抜粋文:
%%
工場でできる暑さ対策13選|熱中症を防ぐコツや作業しやすい室温についても解説 2022.02.17
そもそも工場はなぜ暑いの?
工場内が暑くなる原因は建物の造りや材質、稼働している機械の影響などさまざまです。
太陽光で暖められた屋根や壁から、温度の低い工場内へと熱は伝わります。使用している機械から発生した熱で空気が暖まり暑さを感じる場合もあるでしょう。
省エネやコストカットを目指し空調の温度を高めに設定している工場、換気や空調設備が整っていないところでも温度は上昇しやすくなります。
工場でできる設備面の暑さ対策
事業者は、工場内で快適に働ける環境を作るために設備を整えなければなりません。暑さ対策に導入できる設備はいくつか存在しますが、工場により導入可能なものと不可能なものがあるでしょう。
ここからは、設備面における暑さ対策の主な方法を紹介していきます。どのような設備が工場に相応しいのか見ていきましょう。
%%
提供データ:
%%
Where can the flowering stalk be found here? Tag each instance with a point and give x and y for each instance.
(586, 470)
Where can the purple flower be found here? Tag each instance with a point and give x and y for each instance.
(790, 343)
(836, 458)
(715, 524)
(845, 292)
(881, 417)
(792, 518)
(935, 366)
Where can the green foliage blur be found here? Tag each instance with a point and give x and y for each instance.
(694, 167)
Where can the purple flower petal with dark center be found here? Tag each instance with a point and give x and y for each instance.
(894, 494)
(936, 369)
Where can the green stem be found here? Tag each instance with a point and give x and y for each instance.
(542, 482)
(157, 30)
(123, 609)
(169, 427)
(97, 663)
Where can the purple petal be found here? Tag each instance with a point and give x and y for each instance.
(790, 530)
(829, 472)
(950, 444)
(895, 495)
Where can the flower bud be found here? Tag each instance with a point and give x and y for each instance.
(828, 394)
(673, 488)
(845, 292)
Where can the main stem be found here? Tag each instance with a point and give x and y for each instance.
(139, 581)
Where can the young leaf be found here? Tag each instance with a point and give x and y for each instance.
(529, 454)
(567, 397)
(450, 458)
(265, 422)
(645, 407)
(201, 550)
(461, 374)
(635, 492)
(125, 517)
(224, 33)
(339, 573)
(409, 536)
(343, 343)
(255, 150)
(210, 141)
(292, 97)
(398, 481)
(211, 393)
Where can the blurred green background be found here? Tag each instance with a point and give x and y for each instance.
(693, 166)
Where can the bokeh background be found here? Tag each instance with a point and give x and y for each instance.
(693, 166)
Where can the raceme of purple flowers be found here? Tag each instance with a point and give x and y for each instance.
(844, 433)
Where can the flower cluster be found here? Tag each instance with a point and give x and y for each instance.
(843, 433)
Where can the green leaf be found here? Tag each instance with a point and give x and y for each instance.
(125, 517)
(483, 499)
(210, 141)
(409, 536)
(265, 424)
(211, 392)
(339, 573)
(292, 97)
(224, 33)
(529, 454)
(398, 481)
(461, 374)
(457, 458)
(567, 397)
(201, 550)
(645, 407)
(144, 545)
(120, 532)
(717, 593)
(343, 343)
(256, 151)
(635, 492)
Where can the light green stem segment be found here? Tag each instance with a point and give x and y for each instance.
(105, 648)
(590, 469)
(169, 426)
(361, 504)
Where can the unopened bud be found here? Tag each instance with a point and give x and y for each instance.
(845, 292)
%%
課題指示: 抜粋文で「工場内が暑くなる原因は」で始まる文に挙げられている原因を、すべて書き出してください。 記録はここでは一切使用しません。

解答:
・建物の造り
・建物の材質
・稼働している機械の影響